REQUIREMENTS: Extract all of the entries and set them down verbatim.

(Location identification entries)
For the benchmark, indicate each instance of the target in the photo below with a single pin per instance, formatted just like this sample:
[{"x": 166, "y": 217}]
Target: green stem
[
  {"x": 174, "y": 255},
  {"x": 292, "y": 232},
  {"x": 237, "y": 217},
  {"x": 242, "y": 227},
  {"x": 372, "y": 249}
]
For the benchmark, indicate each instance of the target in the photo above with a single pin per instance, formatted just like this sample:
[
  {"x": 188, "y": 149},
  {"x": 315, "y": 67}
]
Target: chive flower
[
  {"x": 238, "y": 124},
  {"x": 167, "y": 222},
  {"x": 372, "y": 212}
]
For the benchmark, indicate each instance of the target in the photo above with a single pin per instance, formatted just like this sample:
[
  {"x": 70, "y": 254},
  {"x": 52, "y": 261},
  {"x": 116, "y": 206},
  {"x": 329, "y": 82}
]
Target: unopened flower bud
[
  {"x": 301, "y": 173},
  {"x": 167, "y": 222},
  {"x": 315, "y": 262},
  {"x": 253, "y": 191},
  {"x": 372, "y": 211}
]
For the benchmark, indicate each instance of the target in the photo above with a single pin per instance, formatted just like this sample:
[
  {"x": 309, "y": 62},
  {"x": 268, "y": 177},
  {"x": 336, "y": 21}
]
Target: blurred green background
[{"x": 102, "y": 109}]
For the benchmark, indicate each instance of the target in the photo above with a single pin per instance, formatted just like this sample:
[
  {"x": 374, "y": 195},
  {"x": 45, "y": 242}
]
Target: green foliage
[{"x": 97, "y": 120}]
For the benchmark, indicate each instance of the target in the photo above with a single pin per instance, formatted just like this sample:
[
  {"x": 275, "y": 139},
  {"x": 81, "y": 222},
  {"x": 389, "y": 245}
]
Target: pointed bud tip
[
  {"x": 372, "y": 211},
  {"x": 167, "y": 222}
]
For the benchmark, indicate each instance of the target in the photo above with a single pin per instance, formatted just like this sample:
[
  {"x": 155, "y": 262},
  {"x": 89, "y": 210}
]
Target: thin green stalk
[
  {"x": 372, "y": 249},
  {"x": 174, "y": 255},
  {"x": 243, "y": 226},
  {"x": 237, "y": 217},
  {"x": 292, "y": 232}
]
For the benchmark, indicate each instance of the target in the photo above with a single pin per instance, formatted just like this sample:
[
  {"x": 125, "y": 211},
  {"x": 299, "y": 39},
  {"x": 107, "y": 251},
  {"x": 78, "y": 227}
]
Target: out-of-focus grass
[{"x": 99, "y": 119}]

EXERCISE SOLUTION:
For the benchmark, indicate each instance of the target in the photo below with a single pin per instance, formatted just like this sample:
[{"x": 166, "y": 217}]
Target: green stem
[
  {"x": 174, "y": 255},
  {"x": 292, "y": 232},
  {"x": 237, "y": 217},
  {"x": 242, "y": 227},
  {"x": 372, "y": 249}
]
For the benchmark, indicate each instance of the target in the photo above with a single pin per instance, formatted just like this sample:
[
  {"x": 188, "y": 149},
  {"x": 315, "y": 67}
]
Target: chive flower
[
  {"x": 238, "y": 124},
  {"x": 167, "y": 222},
  {"x": 372, "y": 212}
]
For the benchmark, indicate each instance of the target in the photo above with a single pin per instance, formatted just like this sample:
[
  {"x": 70, "y": 254},
  {"x": 52, "y": 261},
  {"x": 116, "y": 206},
  {"x": 329, "y": 82}
]
Target: unopened flower bud
[
  {"x": 301, "y": 173},
  {"x": 167, "y": 222},
  {"x": 315, "y": 262},
  {"x": 253, "y": 191},
  {"x": 372, "y": 211}
]
For the benchmark, indicate each instance of the target in the photo above with a single pin per instance, formatted just like this sample:
[
  {"x": 309, "y": 62},
  {"x": 268, "y": 177},
  {"x": 336, "y": 21}
]
Target: blurred green background
[{"x": 102, "y": 109}]
For the benchmark, indicate each instance of the target in the photo above with a single pin per instance, formatted just like this sample:
[
  {"x": 374, "y": 195},
  {"x": 45, "y": 242}
]
Target: green foliage
[{"x": 97, "y": 120}]
For the benchmark, indicate each instance of the target in the photo above with a single pin per instance, formatted just like this sample:
[
  {"x": 275, "y": 139},
  {"x": 81, "y": 222},
  {"x": 389, "y": 245}
]
Target: pointed bud tip
[
  {"x": 372, "y": 211},
  {"x": 167, "y": 222}
]
For the benchmark, indicate each instance of the target in the photo above with a single pin per instance, formatted just like this sample:
[
  {"x": 155, "y": 262},
  {"x": 89, "y": 210}
]
Target: thin green stalk
[
  {"x": 372, "y": 249},
  {"x": 174, "y": 255},
  {"x": 243, "y": 226},
  {"x": 237, "y": 217},
  {"x": 292, "y": 232}
]
For the benchmark, indicate each instance of the target in the photo above with a single pin per instance, formatted just like this sample:
[
  {"x": 125, "y": 211},
  {"x": 299, "y": 39},
  {"x": 107, "y": 251},
  {"x": 78, "y": 227}
]
Target: out-of-focus grass
[{"x": 99, "y": 119}]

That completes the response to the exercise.